- [Given problem] Identify each line in the entries below that contains the word "tape" and copy those lines out. Count a line only if the letters match in case.

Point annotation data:
****
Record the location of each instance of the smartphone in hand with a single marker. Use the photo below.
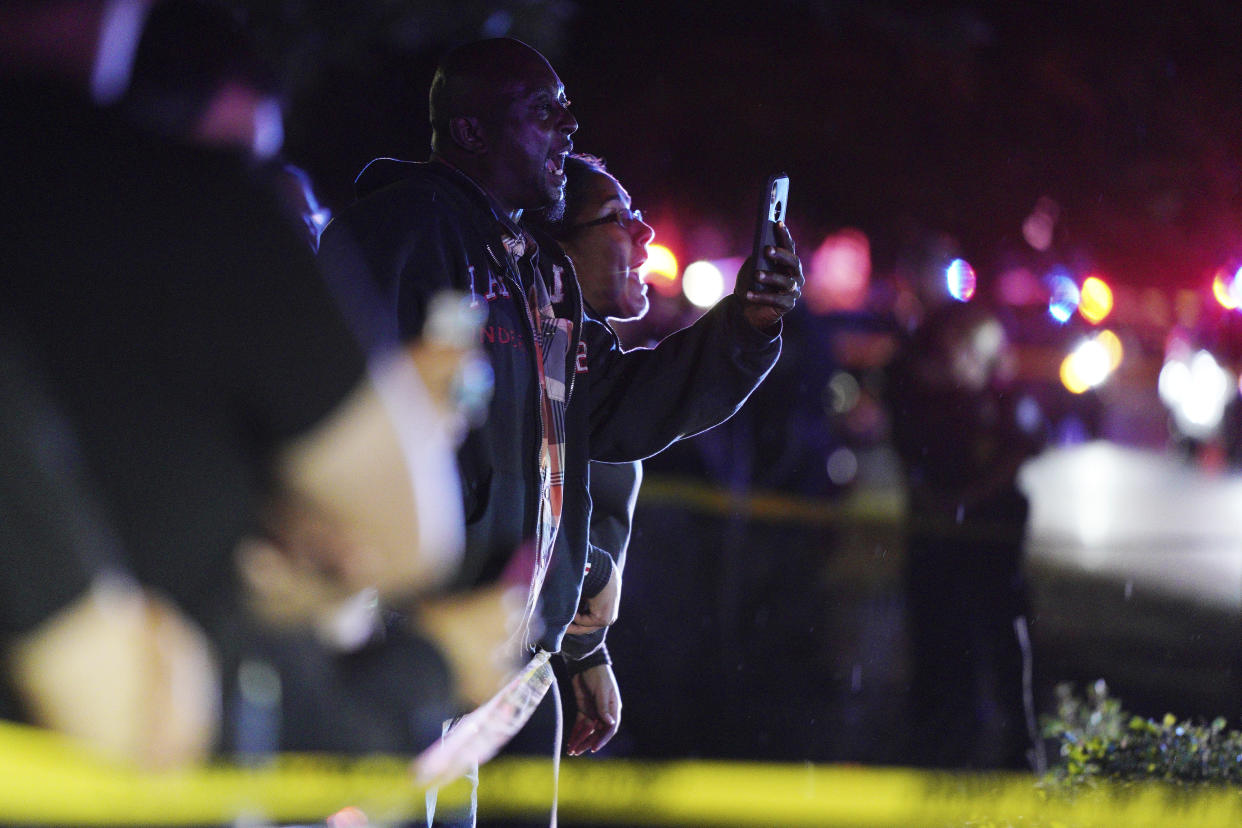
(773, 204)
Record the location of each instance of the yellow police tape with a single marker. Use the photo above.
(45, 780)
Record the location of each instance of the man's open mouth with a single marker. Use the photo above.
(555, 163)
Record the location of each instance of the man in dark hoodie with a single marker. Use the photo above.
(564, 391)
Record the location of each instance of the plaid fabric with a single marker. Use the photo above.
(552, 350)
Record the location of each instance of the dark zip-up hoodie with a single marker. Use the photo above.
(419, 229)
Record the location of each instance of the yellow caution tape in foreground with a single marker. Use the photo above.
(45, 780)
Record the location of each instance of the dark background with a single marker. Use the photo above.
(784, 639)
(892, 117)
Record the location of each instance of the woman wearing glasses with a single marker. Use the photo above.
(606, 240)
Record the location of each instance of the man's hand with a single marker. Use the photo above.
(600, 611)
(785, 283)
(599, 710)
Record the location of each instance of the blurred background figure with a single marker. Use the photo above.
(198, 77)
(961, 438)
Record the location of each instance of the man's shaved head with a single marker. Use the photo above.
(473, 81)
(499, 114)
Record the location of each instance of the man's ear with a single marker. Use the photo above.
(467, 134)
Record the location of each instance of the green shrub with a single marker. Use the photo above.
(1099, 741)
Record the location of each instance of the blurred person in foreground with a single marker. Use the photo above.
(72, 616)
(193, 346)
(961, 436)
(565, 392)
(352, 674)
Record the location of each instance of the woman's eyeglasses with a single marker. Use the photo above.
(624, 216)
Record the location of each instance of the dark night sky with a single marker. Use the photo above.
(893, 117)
****
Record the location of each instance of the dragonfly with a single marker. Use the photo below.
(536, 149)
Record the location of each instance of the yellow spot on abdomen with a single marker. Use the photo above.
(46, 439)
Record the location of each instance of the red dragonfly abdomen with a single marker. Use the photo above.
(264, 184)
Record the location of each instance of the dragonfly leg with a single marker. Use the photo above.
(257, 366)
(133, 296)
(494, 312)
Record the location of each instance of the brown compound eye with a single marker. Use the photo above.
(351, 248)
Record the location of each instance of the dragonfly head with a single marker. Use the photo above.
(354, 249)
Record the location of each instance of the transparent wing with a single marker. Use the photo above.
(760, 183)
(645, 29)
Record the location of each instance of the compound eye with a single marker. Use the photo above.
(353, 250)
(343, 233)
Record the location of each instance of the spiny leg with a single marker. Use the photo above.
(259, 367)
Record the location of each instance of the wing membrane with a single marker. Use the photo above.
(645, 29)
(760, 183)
****
- [Output]
Record the location of each instance of the yellow police tape with a single marker. Use the photo above.
Record the location of each instance of the yellow caution tape in foreground with a single marker. Use the photo above.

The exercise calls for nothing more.